◆ EXERCISE DIRECTIONS ◆
Give all the data again exactly.

◆ RECORD EXCERPTS ◆
_ _ _
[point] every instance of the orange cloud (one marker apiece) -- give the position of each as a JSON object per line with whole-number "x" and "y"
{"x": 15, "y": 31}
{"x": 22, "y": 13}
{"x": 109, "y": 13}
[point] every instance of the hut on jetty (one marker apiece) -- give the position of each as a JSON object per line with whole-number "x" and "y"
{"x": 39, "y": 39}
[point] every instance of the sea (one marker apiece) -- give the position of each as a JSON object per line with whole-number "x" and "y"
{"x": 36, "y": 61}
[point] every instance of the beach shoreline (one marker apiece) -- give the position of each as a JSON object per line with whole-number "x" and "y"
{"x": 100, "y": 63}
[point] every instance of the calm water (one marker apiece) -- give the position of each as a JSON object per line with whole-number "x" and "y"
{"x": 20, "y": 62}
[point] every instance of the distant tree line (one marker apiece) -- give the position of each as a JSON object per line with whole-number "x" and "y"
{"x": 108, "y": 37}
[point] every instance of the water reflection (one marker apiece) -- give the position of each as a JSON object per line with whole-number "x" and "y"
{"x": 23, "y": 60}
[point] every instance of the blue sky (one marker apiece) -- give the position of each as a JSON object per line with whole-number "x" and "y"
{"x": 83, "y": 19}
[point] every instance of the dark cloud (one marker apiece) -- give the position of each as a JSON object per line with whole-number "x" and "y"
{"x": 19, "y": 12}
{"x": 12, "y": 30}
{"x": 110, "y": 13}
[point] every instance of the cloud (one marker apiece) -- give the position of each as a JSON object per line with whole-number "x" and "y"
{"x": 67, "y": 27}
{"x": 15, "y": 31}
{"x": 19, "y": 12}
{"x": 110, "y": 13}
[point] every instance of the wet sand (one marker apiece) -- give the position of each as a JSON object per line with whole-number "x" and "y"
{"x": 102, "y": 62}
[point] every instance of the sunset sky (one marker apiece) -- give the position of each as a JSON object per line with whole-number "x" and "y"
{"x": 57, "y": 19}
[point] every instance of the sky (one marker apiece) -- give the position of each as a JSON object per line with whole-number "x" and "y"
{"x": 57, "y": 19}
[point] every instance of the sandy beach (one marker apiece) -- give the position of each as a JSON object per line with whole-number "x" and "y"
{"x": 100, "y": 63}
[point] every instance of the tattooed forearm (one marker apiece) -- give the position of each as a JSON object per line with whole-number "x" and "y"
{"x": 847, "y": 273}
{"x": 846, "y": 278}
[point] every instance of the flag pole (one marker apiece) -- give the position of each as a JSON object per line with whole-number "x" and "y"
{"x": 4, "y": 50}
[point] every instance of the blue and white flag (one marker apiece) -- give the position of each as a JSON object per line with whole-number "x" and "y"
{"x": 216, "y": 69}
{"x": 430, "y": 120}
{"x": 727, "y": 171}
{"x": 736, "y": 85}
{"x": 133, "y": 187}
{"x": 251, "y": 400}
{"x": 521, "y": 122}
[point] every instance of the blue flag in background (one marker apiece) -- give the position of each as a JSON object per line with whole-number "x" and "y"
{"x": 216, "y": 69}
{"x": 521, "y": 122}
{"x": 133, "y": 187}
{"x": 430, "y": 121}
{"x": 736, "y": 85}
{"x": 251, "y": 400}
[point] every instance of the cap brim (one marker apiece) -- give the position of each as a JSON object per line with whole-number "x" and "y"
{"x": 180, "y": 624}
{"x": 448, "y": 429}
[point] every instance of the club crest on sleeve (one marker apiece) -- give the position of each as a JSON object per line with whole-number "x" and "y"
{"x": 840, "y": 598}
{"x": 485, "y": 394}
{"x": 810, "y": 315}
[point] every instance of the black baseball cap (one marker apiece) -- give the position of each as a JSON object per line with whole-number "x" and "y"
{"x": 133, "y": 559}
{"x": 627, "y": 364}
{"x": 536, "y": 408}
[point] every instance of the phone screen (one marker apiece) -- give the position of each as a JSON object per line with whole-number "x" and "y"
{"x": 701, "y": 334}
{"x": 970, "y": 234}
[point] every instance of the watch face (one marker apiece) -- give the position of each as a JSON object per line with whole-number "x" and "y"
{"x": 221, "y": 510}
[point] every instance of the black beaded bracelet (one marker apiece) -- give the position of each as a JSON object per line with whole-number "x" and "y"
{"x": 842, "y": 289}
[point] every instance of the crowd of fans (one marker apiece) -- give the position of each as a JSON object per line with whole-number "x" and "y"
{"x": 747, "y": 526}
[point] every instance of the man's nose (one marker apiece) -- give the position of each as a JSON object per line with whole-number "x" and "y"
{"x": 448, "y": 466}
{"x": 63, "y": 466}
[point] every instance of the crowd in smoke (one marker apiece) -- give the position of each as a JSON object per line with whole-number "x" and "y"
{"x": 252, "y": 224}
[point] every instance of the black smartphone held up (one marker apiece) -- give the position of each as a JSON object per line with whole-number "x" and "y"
_ _ _
◆ RESULT FOR THIS EXERCISE ◆
[point] every instance of the orange cloud (one marker apiece) -- give the position of each as a JSON object per line with whole-number "x" and "y"
{"x": 15, "y": 31}
{"x": 22, "y": 13}
{"x": 109, "y": 13}
[point] every instance of the hut on jetty (one marker apiece) -- give the position of each as a JSON object per line with whole-number "x" and "y"
{"x": 39, "y": 39}
[point] every instance of the sea (one marker apiece) -- give the position of each as a JSON object per line with whole-number "x" and "y"
{"x": 36, "y": 61}
[point] every instance of the beach shoreline (one marker apiece) -- give the position of each as a JSON object per line with whole-number "x" and "y"
{"x": 100, "y": 63}
[point] every instance of the calm water (one marker apiece) -- give the position of each as a JSON object per line with whole-number "x" and "y"
{"x": 20, "y": 62}
[point] every instance of the distant tree line (one marker apiece) -- give the position of each as a JSON object per line with whole-number "x" and "y"
{"x": 108, "y": 37}
[point] every instance of the water reflection (one marker apiece) -- give the position of each as a JSON object per line with whole-number "x" and "y"
{"x": 23, "y": 60}
[point] every instance of the blue sky (one marker apiece) -- give the position of each as a JSON object per line with whole-number "x" and "y"
{"x": 83, "y": 19}
[point] every instance of the dark cloud (one marker apiece) -- give the position of each as a JSON object per line with whole-number "x" and "y"
{"x": 19, "y": 12}
{"x": 12, "y": 30}
{"x": 110, "y": 13}
[point] every instance of the cloud (one marker apiece) -- give the position of each as a JSON object per line with whole-number "x" and "y"
{"x": 67, "y": 27}
{"x": 15, "y": 31}
{"x": 19, "y": 12}
{"x": 110, "y": 13}
[point] every instance of the wet sand (one marker apiece) -- give the position of each as a JSON object per line with whole-number "x" and "y"
{"x": 102, "y": 62}
[point] every instance of the sunset sky (one marker apiece) -- give the position of each as a JSON object per line with whole-number "x" and "y"
{"x": 57, "y": 19}
[point] every instance of the sky (one marker apiece) -- give the position of each as a JSON object per line with whole-number "x" and "y"
{"x": 57, "y": 19}
[point] every instance of the sandy beach (one marker apiece) -- give the position of each as a JSON object per line with whole-number "x" and "y"
{"x": 100, "y": 63}
[point] every instance of the tattooed forearm (one marker apiece) -- give the position of each as a JSON object per line with whole-number "x" and "y"
{"x": 847, "y": 273}
{"x": 846, "y": 278}
[point] every instance of the flag pole (one marker apiece) -- give the position of each as a JSON object per line with whole-number "x" and "y"
{"x": 4, "y": 50}
[point] every instance of the blue and white flag (one marker apiece) -- give the position of each as a JSON object per line with whole-number "x" and "y"
{"x": 216, "y": 69}
{"x": 430, "y": 120}
{"x": 727, "y": 171}
{"x": 736, "y": 85}
{"x": 133, "y": 187}
{"x": 251, "y": 400}
{"x": 521, "y": 122}
[point] every instance of the blue flag in background (one marker apiece) -- give the position of each as a JSON object per line with whole-number "x" and "y"
{"x": 216, "y": 69}
{"x": 521, "y": 122}
{"x": 133, "y": 187}
{"x": 430, "y": 121}
{"x": 736, "y": 85}
{"x": 251, "y": 400}
[point] every instance of the cap brim (one marker apiece) -- give the position of each as a JSON object per line with whole-number "x" and "y"
{"x": 180, "y": 624}
{"x": 448, "y": 429}
[point] every instance of the club crest on sleeve (one marker apiece) -- give the position of each as a JSON object per line with whole-number "x" and "y"
{"x": 840, "y": 598}
{"x": 485, "y": 394}
{"x": 810, "y": 315}
[point] every instance of the black baseball cap (one marker apiece) -- give the position of each as a JSON object per line with whole-number "x" and "y"
{"x": 133, "y": 559}
{"x": 627, "y": 364}
{"x": 536, "y": 408}
[point] every instance of the phone screen (one marker apiece) -- give the position of each as a JSON object per line with whole-number "x" and "y"
{"x": 701, "y": 334}
{"x": 970, "y": 234}
[point] every instance of the watch face (one marker apiece) -- give the position of each as a JSON object per line with whole-number "x" and "y"
{"x": 221, "y": 510}
[point] every instance of the black beaded bracelet (one marker apiece) -- give the position of each as a JSON object per line with whole-number "x" and "y"
{"x": 842, "y": 289}
[point] every instance of the crowd of fans (one marker apiece) -- give the position of each as a JSON object per line with whole-number "x" and "y"
{"x": 747, "y": 526}
[point] every instance of the man's nose (one marker apiece) -- give the position of each as a JSON object per line with whole-number "x" and "y"
{"x": 448, "y": 466}
{"x": 63, "y": 466}
[point] every instance of the crowd in smoke (one marker apiece) -- give the position of each as a JSON object per line with whole-number "x" and "y"
{"x": 252, "y": 224}
[point] every instance of the black smartphone held up (one marker apiece) -- give the position of each as a JSON object per line with whole-number "x" and "y"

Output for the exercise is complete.